任务要求 >> 将阅读材料中的「从这个意义上可以说,“晋城困局”是一出“制度悲剧”。」一句译为英文。

阅读材料 >>
应当看到,在我国《矿产资源法》规定矿产资源属于国家,政府和国有企业代表国家开发、使用这些矿产资源的情况下,“晋城困局”具有相当的普遍性,而非个别现象。从这个意义上可以说,“晋城困局”是一出“制度悲剧”。
这是因为,导致“晋城困局”的《矿产资源法》制定于计划经济时代的1986年,当时不仅“一切属于国家”的观念深入人心,而且尽管经济发展水平较低,但社会贫富差距却远没有现在这么显著。更主要的是,尽管当时的人们享受到的社会福利水平还很低,但却比较“平均”,社会弱势群体的“相对剥夺感”远没有今天这么强烈,人们坚信矿产资源由国家统一经营管理,最终会通过社会利益均衡机制给自己带来福祉。在此背景下,《矿产资源法》规定矿产资源所在地的人民不能从资源中分利,人们并没有觉得有什么不妥。

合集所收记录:
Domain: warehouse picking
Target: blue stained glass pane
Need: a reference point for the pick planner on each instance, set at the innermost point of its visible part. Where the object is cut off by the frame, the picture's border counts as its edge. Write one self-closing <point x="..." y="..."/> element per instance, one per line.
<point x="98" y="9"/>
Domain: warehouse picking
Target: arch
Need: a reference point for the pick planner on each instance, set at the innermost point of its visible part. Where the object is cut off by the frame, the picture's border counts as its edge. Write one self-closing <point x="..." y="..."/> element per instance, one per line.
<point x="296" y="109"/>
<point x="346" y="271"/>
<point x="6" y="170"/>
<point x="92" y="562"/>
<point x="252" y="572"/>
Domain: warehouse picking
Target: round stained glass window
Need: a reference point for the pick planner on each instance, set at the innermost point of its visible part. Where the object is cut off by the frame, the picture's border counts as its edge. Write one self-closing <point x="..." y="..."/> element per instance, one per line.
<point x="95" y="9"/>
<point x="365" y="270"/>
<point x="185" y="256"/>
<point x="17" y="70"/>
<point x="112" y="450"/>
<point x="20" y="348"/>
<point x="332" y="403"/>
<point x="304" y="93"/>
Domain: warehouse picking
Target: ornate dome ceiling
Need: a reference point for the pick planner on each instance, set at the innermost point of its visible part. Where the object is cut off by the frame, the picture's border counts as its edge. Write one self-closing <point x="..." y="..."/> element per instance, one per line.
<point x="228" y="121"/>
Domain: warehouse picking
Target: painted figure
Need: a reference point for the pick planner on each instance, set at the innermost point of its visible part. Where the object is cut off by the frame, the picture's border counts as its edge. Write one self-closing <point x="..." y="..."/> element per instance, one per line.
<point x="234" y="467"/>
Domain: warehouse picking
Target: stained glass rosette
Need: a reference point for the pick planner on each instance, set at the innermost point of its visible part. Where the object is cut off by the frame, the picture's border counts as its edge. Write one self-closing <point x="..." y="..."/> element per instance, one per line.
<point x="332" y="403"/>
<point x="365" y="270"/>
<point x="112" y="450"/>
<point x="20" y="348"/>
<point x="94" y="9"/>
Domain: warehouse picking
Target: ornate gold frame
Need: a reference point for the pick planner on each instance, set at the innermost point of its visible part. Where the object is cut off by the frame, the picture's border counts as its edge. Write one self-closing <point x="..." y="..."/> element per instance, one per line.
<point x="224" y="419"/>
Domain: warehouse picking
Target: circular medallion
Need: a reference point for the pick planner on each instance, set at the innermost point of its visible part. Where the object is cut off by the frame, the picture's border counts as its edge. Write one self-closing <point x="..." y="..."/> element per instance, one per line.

本题解答 >> In this sense, it can be said that the "Jincheng predicament" is an "institutional tragedy."